● PASSAGE:
Types of Security Testing

Cryptographic Validation Testing

Cryptographically random numbers are essential in cryptosystems and are best produced through cryptographic libraries.
Common mistakes:
- Self-implemented cryptography
- Key length is linked to algorithm choice and is not a common failure mode
Key factors:
- Secure initialisation
- Good random number generator
Standards Conformance
- FIPS 140-2 specifies requirements, specifications, and testing of cryptographic systems for the U.S. federal government.
  - A cryptographic standard associated with the U.S. government.
  - A selection of approved algorithms: AES, RSA, and DSA.
  - Details the environments and means of implementation where cryptographic functions are used.
Environment Validation:
- ISO/IEC 15408 Common Criteria (CC), not directly mapped to FIPS 140-2 security levels
- FIPS 140-2 certificate usually not acceptable in place of CC for env validation
Data Validation:
- FIPS 140-2 mendates validation of data, otherwise considered as unprotected.
Cryptographic Implementation:
- Seed should be random and non-guessable.
- Phase space analysis can be used to determine uniqueness, randomness and strength.
- Ensure keys are not hardcoded in code.
- Key management lifecycle should be validated

Scanning

Scanning can be used in software development to characterise an application on a target platform.
- Scanners available for OWASP Top 10, SANS Top 25, PCI and SOX
- Frequency of scanning shouldn’t just to satisfy compliance but determined by the criticality of the resource.

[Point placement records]
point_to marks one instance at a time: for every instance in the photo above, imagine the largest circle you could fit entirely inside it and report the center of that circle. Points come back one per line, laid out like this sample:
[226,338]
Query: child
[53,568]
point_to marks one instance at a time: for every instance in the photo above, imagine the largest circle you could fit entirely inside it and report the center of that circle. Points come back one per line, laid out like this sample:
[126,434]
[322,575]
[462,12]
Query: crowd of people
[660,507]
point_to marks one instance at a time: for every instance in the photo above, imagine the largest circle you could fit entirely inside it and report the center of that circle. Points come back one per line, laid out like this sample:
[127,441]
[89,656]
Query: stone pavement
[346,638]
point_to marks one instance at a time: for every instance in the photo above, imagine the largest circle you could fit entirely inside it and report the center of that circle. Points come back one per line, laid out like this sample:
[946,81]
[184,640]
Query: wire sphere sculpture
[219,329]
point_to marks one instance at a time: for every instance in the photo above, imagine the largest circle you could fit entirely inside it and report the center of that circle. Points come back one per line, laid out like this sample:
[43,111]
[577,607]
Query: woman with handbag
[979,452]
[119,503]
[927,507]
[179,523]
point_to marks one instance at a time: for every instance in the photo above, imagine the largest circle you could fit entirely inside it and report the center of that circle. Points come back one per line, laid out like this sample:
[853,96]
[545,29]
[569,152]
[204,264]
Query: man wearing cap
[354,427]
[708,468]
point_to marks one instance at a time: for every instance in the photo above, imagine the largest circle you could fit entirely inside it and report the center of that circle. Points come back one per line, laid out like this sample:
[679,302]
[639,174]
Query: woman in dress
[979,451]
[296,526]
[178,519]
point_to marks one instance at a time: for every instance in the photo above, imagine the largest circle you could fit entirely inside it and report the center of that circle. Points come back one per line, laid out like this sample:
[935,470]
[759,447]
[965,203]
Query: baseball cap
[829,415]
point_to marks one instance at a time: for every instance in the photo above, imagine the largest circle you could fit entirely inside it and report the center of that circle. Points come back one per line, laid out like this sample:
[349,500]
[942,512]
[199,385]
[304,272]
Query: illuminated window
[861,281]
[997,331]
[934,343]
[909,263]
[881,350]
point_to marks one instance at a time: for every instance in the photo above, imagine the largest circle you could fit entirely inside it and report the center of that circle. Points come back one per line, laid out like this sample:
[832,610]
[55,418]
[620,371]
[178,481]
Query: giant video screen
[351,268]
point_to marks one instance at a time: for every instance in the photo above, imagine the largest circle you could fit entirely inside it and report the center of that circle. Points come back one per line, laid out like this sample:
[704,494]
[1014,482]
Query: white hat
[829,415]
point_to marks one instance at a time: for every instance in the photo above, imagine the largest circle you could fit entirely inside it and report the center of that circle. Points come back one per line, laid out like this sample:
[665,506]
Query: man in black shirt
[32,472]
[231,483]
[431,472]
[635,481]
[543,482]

● DIRECTIVE: Please list every standard or list that the security testing notes say scanners are available for.

● ANSWER TO THIS EXERCISE: OWASP Top 10, SANS Top 25, PCI, SOX